Russians hoard cash as war economy slows and taxes bite

Russians are pulling money out of banks and stuffing it under mattresses at a rate not seen since the pandemic, a sign that four years of war, tax hikes, and mobile internet shutdowns are fraying faith in the country’s financial system.

Cash in circulation has increased by 1.56 trillion roubles ($20 billion) since the start of 2023, according to Central Bank data, the biggest increase for that period outside the Covid-19 pandemic. And the money is not coming back. Sberbank’s chief financial officer, Taras Skvortsov, said the bank is seeing “very serious signs” of a structural shift.

“This is a very worrying moment,” Skvortsov said. “We are not seeing cash return to the banking system through cash collection, ATMs or self-service terminals. It is staying in people’s hands.”

The reasons for the cash surge tell you everything about the state of Russia’s wartime economy.

First, mobile internet shutdowns. Every time Ukrainian drones approach, Russian authorities turn off mobile networks to make targeting harder for the Ukrainian military. The side effect: card payments stop working. A Moscow woman told the BBC she keeps cash because “if there’s an emergency in the city, I know I’ll still be able to buy basic necessities, even if the mobile network goes down.”

Dataset entries
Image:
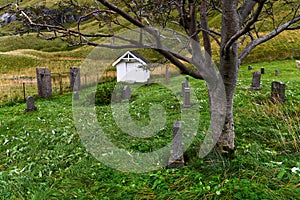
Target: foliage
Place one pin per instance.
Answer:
(42, 156)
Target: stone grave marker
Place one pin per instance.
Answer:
(278, 92)
(126, 93)
(167, 74)
(187, 98)
(30, 104)
(256, 81)
(176, 159)
(44, 84)
(186, 81)
(182, 88)
(74, 78)
(75, 95)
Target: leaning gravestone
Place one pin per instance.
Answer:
(75, 95)
(187, 98)
(256, 81)
(186, 81)
(74, 78)
(298, 63)
(43, 76)
(182, 88)
(176, 159)
(278, 92)
(126, 93)
(167, 76)
(30, 104)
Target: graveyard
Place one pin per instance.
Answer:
(43, 157)
(128, 124)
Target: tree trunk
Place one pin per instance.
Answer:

> Exercise prompt: List the factors that the opening paragraph of the article on Russians hoarding cash names as fraying faith in the country's financial system.

> Output of the task:
- Four years of war
- Tax hikes
- Mobile internet shutdowns